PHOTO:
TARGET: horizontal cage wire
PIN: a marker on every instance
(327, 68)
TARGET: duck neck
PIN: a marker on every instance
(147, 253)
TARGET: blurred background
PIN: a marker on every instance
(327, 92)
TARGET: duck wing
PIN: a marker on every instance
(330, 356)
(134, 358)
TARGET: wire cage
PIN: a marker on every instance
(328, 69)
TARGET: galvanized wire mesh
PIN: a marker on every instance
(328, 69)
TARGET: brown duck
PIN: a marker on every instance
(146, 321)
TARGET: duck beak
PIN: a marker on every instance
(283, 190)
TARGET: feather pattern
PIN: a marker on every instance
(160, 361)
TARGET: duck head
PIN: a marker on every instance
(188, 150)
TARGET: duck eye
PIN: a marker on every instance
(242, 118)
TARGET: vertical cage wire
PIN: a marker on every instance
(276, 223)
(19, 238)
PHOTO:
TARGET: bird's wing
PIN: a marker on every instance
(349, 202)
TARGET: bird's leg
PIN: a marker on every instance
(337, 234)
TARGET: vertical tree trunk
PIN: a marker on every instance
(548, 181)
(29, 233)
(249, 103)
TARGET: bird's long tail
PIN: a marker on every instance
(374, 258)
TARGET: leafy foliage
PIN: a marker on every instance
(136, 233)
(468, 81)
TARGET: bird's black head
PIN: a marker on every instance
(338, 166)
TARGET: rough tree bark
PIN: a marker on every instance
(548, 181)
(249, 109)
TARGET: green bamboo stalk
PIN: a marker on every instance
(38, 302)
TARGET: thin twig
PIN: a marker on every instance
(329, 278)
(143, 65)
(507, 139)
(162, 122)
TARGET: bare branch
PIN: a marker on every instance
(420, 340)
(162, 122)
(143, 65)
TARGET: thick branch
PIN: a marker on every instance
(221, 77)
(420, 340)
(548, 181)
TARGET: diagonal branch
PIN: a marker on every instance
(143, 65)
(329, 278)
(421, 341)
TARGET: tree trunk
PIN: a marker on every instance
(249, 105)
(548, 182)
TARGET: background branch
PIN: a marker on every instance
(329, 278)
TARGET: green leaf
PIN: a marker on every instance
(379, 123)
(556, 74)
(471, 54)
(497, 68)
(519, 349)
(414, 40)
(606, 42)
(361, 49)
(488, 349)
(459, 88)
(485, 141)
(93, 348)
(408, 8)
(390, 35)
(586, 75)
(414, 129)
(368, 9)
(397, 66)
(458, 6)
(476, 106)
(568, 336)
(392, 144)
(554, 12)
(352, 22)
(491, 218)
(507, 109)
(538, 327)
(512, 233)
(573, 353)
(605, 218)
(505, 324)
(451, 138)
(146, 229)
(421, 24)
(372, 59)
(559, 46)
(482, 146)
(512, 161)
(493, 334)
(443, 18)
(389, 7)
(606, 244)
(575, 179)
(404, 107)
....
• **Given request**:
Print the lines of the records from the line containing "TARGET: tree trunk" through the end of the records, inclusive, reproducing them verbatim.

• **Written answer**:
TARGET: tree trunk
PIN: a marker on every instance
(249, 105)
(548, 182)
TARGET: background branch
PIN: a marker on every instance
(329, 278)
TARGET: green leaf
PIN: a marker on every instance
(379, 123)
(556, 74)
(471, 54)
(497, 68)
(519, 349)
(414, 40)
(606, 42)
(361, 49)
(488, 349)
(459, 88)
(485, 141)
(93, 348)
(408, 8)
(390, 35)
(586, 75)
(414, 129)
(368, 9)
(397, 66)
(458, 6)
(476, 106)
(568, 336)
(392, 144)
(554, 12)
(352, 22)
(491, 218)
(507, 109)
(538, 327)
(512, 233)
(573, 353)
(605, 218)
(505, 324)
(451, 138)
(146, 229)
(421, 24)
(372, 59)
(559, 46)
(482, 146)
(512, 161)
(493, 334)
(443, 18)
(389, 7)
(606, 244)
(575, 179)
(404, 107)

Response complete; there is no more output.